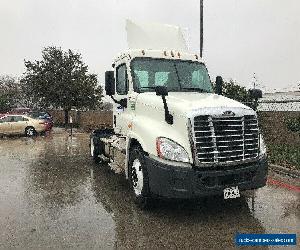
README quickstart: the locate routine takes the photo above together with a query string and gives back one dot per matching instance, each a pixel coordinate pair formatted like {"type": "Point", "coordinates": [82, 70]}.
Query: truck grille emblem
{"type": "Point", "coordinates": [228, 113]}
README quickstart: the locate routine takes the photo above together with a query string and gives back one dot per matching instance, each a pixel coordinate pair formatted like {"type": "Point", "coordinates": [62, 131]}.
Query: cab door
{"type": "Point", "coordinates": [121, 114]}
{"type": "Point", "coordinates": [19, 124]}
{"type": "Point", "coordinates": [5, 125]}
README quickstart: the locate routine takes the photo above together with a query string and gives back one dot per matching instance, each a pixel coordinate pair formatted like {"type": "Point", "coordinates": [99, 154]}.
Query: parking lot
{"type": "Point", "coordinates": [53, 196]}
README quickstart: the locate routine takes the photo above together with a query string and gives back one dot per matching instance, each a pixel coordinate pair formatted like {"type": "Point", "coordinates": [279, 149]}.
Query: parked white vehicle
{"type": "Point", "coordinates": [11, 124]}
{"type": "Point", "coordinates": [174, 137]}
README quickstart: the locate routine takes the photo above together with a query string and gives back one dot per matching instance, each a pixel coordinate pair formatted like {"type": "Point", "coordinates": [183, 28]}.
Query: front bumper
{"type": "Point", "coordinates": [170, 181]}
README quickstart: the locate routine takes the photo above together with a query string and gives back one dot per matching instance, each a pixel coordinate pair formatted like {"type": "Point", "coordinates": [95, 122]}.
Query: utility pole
{"type": "Point", "coordinates": [201, 27]}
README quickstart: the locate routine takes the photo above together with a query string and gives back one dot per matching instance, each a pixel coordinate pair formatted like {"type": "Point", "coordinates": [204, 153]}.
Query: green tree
{"type": "Point", "coordinates": [10, 93]}
{"type": "Point", "coordinates": [61, 80]}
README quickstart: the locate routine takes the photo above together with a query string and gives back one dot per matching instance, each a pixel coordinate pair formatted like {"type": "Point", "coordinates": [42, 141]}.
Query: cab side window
{"type": "Point", "coordinates": [121, 80]}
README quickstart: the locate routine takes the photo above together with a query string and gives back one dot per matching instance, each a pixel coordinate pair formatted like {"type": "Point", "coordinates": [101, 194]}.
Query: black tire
{"type": "Point", "coordinates": [142, 195]}
{"type": "Point", "coordinates": [30, 131]}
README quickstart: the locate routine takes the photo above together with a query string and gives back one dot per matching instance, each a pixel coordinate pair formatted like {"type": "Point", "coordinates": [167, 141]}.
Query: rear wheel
{"type": "Point", "coordinates": [30, 131]}
{"type": "Point", "coordinates": [138, 177]}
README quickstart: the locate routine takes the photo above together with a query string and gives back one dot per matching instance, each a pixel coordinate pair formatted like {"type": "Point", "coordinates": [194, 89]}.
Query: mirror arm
{"type": "Point", "coordinates": [121, 102]}
{"type": "Point", "coordinates": [168, 116]}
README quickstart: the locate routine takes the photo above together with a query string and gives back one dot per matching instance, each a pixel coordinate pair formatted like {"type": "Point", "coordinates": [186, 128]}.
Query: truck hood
{"type": "Point", "coordinates": [184, 102]}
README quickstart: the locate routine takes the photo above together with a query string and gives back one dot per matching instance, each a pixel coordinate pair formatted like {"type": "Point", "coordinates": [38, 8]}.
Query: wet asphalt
{"type": "Point", "coordinates": [52, 196]}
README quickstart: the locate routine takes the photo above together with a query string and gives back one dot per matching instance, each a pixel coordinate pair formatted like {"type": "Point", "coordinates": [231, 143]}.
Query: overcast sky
{"type": "Point", "coordinates": [240, 36]}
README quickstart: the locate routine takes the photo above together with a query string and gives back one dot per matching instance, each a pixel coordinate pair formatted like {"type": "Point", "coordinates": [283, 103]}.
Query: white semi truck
{"type": "Point", "coordinates": [173, 136]}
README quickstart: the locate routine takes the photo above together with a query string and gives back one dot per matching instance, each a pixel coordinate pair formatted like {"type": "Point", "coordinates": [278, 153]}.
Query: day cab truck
{"type": "Point", "coordinates": [173, 136]}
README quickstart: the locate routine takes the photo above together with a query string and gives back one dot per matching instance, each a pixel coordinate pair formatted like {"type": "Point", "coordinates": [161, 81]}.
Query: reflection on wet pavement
{"type": "Point", "coordinates": [54, 196]}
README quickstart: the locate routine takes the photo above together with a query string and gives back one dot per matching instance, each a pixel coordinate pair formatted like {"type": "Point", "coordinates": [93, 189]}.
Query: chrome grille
{"type": "Point", "coordinates": [225, 139]}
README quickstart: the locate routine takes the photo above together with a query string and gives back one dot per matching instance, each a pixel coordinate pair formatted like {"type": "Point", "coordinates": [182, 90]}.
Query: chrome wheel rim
{"type": "Point", "coordinates": [137, 177]}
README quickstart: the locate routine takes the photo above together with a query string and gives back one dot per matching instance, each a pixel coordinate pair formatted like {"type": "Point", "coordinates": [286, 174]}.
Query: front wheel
{"type": "Point", "coordinates": [138, 177]}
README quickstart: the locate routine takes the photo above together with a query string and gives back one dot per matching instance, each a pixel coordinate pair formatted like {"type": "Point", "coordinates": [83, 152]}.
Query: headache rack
{"type": "Point", "coordinates": [225, 139]}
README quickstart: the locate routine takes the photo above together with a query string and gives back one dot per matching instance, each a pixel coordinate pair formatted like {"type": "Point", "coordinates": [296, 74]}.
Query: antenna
{"type": "Point", "coordinates": [201, 27]}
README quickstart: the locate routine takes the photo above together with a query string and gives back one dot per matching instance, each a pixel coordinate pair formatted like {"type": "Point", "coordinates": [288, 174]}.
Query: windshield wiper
{"type": "Point", "coordinates": [196, 89]}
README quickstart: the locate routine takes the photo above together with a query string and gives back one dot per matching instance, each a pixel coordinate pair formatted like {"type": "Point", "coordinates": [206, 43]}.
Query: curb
{"type": "Point", "coordinates": [286, 171]}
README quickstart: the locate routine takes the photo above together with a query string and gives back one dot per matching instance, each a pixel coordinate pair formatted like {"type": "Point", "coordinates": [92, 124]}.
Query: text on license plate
{"type": "Point", "coordinates": [231, 193]}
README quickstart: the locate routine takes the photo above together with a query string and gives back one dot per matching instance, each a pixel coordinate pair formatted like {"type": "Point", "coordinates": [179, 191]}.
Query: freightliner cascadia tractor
{"type": "Point", "coordinates": [173, 136]}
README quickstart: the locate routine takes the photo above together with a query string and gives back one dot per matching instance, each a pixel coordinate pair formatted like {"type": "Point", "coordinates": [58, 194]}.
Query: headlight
{"type": "Point", "coordinates": [170, 150]}
{"type": "Point", "coordinates": [262, 145]}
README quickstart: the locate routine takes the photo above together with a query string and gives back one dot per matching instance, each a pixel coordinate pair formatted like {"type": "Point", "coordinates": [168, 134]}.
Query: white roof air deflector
{"type": "Point", "coordinates": [154, 36]}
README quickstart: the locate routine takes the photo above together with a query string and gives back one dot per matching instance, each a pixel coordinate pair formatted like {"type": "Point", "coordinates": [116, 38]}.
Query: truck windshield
{"type": "Point", "coordinates": [176, 75]}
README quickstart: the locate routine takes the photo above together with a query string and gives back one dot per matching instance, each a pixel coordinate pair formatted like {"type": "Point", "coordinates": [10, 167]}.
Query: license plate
{"type": "Point", "coordinates": [231, 193]}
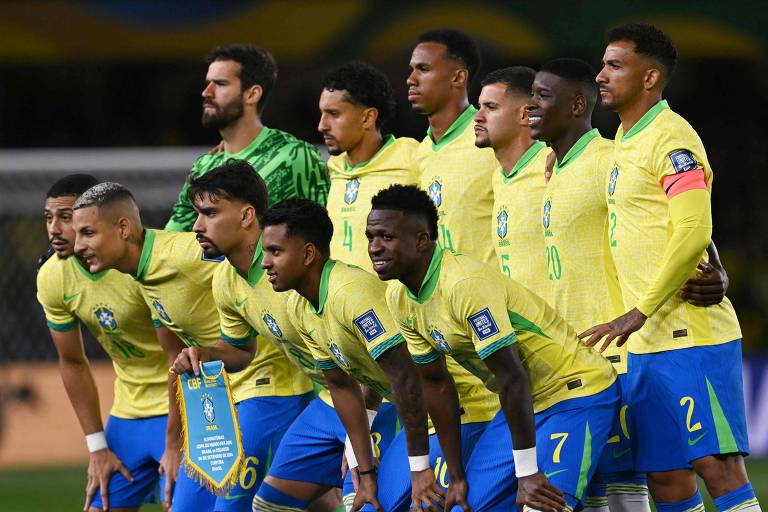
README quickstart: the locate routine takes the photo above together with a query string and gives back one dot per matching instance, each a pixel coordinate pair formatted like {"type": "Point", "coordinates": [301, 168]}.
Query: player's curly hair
{"type": "Point", "coordinates": [517, 79]}
{"type": "Point", "coordinates": [304, 218]}
{"type": "Point", "coordinates": [409, 199]}
{"type": "Point", "coordinates": [257, 67]}
{"type": "Point", "coordinates": [649, 40]}
{"type": "Point", "coordinates": [365, 86]}
{"type": "Point", "coordinates": [234, 179]}
{"type": "Point", "coordinates": [461, 48]}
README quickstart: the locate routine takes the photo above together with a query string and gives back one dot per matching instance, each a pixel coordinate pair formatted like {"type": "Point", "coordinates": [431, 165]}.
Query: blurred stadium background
{"type": "Point", "coordinates": [112, 88]}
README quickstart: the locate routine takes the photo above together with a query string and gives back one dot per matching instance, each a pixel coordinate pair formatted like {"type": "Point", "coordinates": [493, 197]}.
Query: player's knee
{"type": "Point", "coordinates": [721, 473]}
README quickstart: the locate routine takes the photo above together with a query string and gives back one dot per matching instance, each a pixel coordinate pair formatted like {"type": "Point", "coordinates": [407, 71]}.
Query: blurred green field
{"type": "Point", "coordinates": [61, 489]}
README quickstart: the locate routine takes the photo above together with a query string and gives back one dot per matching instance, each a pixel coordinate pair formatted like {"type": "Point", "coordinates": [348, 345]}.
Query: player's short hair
{"type": "Point", "coordinates": [304, 218]}
{"type": "Point", "coordinates": [517, 79]}
{"type": "Point", "coordinates": [257, 67]}
{"type": "Point", "coordinates": [410, 200]}
{"type": "Point", "coordinates": [649, 40]}
{"type": "Point", "coordinates": [103, 194]}
{"type": "Point", "coordinates": [365, 85]}
{"type": "Point", "coordinates": [461, 47]}
{"type": "Point", "coordinates": [72, 185]}
{"type": "Point", "coordinates": [234, 179]}
{"type": "Point", "coordinates": [577, 72]}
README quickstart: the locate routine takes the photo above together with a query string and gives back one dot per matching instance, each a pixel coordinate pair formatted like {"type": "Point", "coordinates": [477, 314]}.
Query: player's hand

— Task to carry out —
Locate every line in the data above that contains the string "front" and copy each of those lines.

— Written reply —
Query: front bumper
Query: front wheel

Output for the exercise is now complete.